**Task objective**
Render the lines below as a JSON list of strings, starting at the line containing "Identify each instance of the soccer ball" and running through the last line, with one string per line and blank lines omitted. Include nothing before that starting line.

Location identification items:
____

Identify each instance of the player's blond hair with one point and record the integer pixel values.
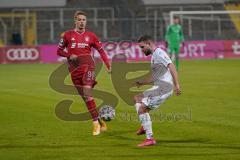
(79, 13)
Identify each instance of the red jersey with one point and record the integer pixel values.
(81, 44)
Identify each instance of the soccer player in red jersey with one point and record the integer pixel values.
(78, 44)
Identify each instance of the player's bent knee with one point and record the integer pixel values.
(137, 99)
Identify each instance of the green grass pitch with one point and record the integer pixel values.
(209, 126)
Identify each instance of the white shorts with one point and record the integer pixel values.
(156, 95)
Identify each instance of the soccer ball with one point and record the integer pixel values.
(107, 113)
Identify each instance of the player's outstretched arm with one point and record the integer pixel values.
(174, 74)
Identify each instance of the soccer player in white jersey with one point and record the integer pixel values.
(165, 80)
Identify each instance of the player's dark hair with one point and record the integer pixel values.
(145, 38)
(79, 13)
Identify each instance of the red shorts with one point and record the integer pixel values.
(83, 75)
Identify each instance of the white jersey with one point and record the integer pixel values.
(159, 65)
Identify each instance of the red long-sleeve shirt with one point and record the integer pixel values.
(80, 44)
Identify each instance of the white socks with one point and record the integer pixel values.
(137, 105)
(146, 123)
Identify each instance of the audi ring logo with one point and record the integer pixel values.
(18, 54)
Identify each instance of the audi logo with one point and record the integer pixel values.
(22, 54)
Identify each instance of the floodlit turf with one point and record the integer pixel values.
(203, 123)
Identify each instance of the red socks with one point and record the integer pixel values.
(91, 105)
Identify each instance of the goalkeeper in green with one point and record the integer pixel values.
(174, 38)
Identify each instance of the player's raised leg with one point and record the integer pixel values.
(98, 124)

____

**The completed task**
[
  "Identify each instance of the soccer ball with one point and record the integer pixel values.",
  "(107, 113)",
  "Identify each instance of the player's outstretched arm with one point and record the integer pixel values.",
  "(174, 74)",
  "Identify each instance of the soccer player in white jersey with one point and record the integer pixel values.",
  "(165, 80)",
  "Identify each instance of the player's dark hair with one point and record the integer pixel values.",
  "(145, 38)",
  "(79, 13)",
  "Identify each instance of the red shorts with one point and record the integer pixel values.",
  "(83, 75)",
  "Identify each instance of the white jersey with one point and record the integer pixel values.",
  "(159, 65)",
  "Identify each instance of the red long-sleeve shirt with one point and record the integer pixel values.",
  "(80, 44)",
  "Identify each instance of the white socks with one point and record the integer pixel values.",
  "(137, 105)",
  "(146, 123)",
  "Identify each instance of the audi ring logo with one point and record the integer pixel values.",
  "(18, 54)",
  "Identify each instance of the audi logo with one point and record the integer pixel values.",
  "(22, 54)",
  "Identify each instance of the floodlit turf with one point and record the integer pixel values.",
  "(203, 123)",
  "Identify each instance of the red socks with one point and record the integer pixel values.",
  "(91, 105)",
  "Identify each instance of the goalkeeper in green with one point and record the integer pixel values.",
  "(174, 38)",
  "Identify each instance of the player's raised leg with one point and record the integer pixel values.",
  "(98, 124)"
]